Task brief -> Filter the entries below down to the lines that hold "knitted".

The records ->

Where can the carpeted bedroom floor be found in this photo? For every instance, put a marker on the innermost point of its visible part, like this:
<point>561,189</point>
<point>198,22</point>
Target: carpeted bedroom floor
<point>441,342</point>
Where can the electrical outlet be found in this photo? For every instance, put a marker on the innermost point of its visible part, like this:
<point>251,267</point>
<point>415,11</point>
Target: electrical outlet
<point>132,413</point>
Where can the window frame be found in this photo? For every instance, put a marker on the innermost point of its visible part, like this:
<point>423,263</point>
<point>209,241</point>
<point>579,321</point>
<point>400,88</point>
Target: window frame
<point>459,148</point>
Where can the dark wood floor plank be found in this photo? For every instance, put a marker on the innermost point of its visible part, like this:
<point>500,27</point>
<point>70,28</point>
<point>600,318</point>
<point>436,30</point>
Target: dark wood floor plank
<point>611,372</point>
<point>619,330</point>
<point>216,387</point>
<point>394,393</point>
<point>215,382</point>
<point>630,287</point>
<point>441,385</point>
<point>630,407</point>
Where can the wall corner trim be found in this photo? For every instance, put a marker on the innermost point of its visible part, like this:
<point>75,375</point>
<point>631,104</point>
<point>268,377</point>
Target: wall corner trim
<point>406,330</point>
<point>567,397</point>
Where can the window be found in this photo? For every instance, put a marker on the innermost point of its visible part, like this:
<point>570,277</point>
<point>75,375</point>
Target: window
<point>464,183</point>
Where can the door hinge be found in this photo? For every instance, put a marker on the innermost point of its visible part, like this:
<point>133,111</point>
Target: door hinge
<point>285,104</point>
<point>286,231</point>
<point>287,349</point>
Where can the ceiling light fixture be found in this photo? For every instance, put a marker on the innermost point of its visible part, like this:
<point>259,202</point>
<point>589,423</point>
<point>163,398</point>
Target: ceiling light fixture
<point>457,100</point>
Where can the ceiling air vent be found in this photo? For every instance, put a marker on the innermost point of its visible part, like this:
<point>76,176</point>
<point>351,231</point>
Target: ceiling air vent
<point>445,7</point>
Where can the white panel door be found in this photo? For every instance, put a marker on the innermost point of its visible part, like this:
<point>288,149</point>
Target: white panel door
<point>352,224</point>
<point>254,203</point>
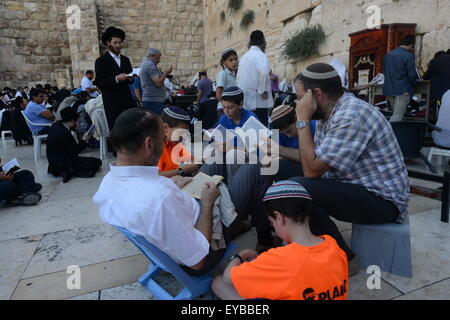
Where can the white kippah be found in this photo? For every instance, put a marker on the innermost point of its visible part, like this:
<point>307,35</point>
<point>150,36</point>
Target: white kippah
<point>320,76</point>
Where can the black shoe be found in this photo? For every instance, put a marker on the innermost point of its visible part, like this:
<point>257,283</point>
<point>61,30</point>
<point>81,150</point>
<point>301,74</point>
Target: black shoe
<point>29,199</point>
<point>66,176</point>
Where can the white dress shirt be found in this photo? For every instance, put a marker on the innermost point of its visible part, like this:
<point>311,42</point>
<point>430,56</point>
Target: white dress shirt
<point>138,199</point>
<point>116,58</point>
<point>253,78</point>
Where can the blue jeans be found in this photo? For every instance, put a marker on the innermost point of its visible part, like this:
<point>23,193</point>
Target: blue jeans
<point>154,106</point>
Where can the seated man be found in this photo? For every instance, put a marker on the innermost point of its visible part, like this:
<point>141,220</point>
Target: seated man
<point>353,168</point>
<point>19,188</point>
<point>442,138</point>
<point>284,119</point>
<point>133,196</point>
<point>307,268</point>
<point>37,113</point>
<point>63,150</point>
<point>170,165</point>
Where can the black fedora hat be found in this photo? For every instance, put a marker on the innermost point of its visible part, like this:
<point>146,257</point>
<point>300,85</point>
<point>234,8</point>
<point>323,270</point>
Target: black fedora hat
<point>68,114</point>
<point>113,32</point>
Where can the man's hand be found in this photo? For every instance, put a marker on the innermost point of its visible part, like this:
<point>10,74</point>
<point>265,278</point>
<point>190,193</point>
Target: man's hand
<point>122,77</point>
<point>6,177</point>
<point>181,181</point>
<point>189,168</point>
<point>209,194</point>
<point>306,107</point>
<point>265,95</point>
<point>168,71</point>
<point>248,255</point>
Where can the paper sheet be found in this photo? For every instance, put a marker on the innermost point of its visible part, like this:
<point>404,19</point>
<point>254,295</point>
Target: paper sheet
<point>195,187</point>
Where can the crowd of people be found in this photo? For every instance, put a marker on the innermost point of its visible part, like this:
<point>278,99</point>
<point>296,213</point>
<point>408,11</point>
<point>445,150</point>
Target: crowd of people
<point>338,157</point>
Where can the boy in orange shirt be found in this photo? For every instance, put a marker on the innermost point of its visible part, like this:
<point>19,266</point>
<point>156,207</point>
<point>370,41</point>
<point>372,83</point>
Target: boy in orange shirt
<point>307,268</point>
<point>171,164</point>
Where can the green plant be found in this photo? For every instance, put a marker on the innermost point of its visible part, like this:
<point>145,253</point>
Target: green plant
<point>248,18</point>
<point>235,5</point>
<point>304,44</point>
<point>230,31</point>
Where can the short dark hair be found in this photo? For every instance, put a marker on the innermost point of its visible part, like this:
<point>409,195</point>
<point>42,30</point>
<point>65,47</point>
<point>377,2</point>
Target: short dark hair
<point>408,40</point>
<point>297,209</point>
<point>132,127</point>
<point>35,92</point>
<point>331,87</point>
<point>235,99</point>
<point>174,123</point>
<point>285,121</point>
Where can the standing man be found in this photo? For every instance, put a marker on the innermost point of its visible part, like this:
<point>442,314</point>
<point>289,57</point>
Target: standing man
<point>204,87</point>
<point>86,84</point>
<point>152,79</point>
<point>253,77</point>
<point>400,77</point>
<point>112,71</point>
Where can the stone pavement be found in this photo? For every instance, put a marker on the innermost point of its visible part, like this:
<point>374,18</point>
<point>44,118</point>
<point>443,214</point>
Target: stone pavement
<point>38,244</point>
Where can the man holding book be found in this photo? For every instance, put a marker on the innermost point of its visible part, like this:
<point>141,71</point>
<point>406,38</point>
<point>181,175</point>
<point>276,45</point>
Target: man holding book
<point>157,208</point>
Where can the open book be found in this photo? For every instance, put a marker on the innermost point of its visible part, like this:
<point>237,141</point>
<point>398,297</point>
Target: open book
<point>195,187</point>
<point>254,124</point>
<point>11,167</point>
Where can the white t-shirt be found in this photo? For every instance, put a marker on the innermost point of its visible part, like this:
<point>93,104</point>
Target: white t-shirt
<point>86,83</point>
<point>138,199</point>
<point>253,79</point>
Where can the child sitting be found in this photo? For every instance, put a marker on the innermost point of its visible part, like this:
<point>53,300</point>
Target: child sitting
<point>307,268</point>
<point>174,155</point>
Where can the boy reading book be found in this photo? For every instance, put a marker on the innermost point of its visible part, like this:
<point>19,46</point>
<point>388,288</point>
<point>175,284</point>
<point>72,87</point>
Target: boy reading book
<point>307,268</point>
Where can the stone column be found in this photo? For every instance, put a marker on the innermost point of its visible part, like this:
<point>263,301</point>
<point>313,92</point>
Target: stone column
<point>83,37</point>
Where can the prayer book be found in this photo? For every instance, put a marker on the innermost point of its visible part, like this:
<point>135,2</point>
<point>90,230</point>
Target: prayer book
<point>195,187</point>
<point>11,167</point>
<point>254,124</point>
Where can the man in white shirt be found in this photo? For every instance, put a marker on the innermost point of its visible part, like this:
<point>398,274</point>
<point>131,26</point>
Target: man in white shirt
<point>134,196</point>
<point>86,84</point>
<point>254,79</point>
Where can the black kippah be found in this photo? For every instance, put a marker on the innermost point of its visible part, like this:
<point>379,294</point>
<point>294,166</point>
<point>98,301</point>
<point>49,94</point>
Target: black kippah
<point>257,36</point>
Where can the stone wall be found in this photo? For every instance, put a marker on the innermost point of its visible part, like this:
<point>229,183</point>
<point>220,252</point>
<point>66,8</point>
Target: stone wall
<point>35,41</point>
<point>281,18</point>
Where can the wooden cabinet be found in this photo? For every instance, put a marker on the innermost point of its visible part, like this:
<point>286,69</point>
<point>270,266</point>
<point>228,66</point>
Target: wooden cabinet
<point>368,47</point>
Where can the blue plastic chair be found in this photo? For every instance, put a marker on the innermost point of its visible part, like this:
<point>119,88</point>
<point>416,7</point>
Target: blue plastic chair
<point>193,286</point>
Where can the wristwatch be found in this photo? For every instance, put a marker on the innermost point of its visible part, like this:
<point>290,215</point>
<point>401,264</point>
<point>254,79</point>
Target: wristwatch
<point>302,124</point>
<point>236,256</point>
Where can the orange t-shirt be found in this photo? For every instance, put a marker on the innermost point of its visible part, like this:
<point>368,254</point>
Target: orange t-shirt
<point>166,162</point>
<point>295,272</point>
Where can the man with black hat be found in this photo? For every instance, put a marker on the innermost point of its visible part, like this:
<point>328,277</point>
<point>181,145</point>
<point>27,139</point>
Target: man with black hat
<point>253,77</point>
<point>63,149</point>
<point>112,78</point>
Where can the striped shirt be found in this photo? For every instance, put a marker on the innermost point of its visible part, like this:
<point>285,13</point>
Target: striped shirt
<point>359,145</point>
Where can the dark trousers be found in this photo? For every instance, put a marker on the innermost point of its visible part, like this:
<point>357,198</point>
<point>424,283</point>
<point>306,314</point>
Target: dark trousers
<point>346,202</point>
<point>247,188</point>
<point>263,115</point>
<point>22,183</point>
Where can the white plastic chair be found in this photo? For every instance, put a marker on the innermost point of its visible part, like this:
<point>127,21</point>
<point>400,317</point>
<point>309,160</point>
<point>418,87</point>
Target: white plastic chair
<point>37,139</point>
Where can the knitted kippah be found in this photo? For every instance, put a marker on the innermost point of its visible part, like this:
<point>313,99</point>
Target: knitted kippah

Your response ->
Where can the knitted kippah be found in this photo? For every instance, put a marker on the innermost point of its visible part, like this:
Target: knitted kippah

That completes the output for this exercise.